According to the Anthem certiorari petition,3 the Ninth Circuit has gone even further and held that laws that compel companies to make factual disclosures are not subject to any First Amendment scrutiny. The California law at issue in Anthem requires prescription drug claims processors to disclose certain pricing information. The law had been enacted to help independent pharmacies compete against large pharmacy chains. A panel of the Ninth Circuit held the law was not subject to any First Amendment scrutiny because it did not compel or affect the content of any protected speech (because the law did not regulate advertising, the court found it did not implicate commercial speech).4 The Ninth Circuit en banc vacated the panel opinion and certified a question to the California Supreme Court to determine whether the law compelled speech in violation of the California constitution.5 The California Supreme Court answered that question in the negative, relying on US Supreme Court decisions to conclude that the law regulated commercial speech (rejecting the Ninth Circuit panel’s determination that the law did not merit any form of First Amendment scrutiny) but survived “rational basis” review under Zauderer.6
Faced with the marked divergence of opinions of numerous federal and state judges, the Supreme Court may take up this issue relatively soon. All companies facing burdensome label and disclosure requirements should keep this in mind when evaluating whether the requirements could be challenged successfully.
One case that likely will have a significant impact on how the US Supreme Court treats this issue is Sorrell v. IMS Health Inc., 131 S. Ct. 2653 (2011). Hunton & Williams LLP represented IMS Health in that case and persuaded the Court that a Vermont law violated the First Amendment by prohibiting the use of truthful information about doctors’ historical prescribing practices in drug marketing.
In Sorrell, the Supreme Court held the Vermont law had to be subjected to “heightened” judicial scrutiny. Justice Anthony Kennedy’s majority opinion reflected the Court’s tendency to view government interference with commercial speech with almost as much concern as it does government interference with pure political speech. “A ‘consumer’s concern for the free flow of commercial speech often may be far keener than his concern for urgent political dialogue.’ … That reality has great relevance in the fields of medicine and public health, where information can save lives,” Justice Kennedy wrote. Id. at 2664 (citation omitted). Vermont had urged the Court to let its law stand because it was doing nothing more than regulating cold, dry facts used for commercial purposes. But “[f]acts,” Justice Kennedy responded, “are the beginning point for much of the speech that is most essential to advance human knowledge and to conduct human affairs.” Id. at 2667.

WHAT THIS EXERCISE ASKS:
(A) Answer these from the passage:
(i) What must prescription drug claims processors disclose under the California law at issue in Anthem?
(ii) Which state's law did the Court find violated the First Amendment in Sorrell v. IMS Health Inc.?
(iii) Who wrote the majority opinion in Sorrell?
(B) Decide whether each statement agrees with the passage, and support each answer with a quotation from it:
(i) The California Supreme Court agreed with the Ninth Circuit panel that the disclosure law merited no First Amendment scrutiny.
(ii) The California law was enacted to help independent pharmacies compete against large pharmacy chains.
(iii) Hunton & Williams LLP represented Vermont in Sorrell.
Rely on the passage alone, with no outside knowledge.

MATERIAL SHOWN:
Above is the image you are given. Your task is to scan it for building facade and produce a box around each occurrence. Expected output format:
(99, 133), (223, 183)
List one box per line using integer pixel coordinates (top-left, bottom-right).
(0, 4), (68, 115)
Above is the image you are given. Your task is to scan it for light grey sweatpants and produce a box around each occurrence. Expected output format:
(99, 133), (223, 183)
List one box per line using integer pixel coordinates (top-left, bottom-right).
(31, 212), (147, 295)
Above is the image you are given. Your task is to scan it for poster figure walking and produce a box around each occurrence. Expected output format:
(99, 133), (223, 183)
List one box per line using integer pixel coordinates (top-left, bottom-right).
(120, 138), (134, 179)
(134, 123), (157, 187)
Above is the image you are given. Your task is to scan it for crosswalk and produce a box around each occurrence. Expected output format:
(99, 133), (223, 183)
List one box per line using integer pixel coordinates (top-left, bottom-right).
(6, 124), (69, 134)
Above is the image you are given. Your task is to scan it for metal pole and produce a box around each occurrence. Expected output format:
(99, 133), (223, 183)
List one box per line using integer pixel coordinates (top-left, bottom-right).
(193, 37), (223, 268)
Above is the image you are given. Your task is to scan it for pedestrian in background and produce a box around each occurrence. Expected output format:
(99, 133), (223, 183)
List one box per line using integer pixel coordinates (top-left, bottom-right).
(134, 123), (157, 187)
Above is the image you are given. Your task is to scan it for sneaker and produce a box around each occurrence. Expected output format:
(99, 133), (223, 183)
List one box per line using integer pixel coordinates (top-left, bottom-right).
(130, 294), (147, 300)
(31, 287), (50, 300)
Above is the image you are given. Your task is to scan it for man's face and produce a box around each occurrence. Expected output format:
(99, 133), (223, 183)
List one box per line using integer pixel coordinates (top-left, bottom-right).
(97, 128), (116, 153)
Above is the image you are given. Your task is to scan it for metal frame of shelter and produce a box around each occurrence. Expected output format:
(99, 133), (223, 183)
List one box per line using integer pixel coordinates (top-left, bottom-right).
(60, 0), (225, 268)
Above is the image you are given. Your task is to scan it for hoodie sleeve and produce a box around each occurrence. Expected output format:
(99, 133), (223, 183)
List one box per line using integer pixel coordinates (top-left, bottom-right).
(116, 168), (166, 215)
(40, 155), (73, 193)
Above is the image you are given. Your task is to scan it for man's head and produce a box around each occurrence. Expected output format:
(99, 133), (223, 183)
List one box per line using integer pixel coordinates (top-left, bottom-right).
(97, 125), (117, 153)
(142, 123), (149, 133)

TASK-BY-TASK OUTPUTS:
(A)
(i) Certain pricing information.
(ii) Vermont.
(iii) Justice Anthony Kennedy.

(B)
(i) No: "rejecting the Ninth Circuit panel’s determination that the law did not merit any form of First Amendment scrutiny"
(ii) Yes: "The law had been enacted to help independent pharmacies compete against large pharmacy chains."
(iii) No: "Hunton & Williams LLP represented IMS Health in that case"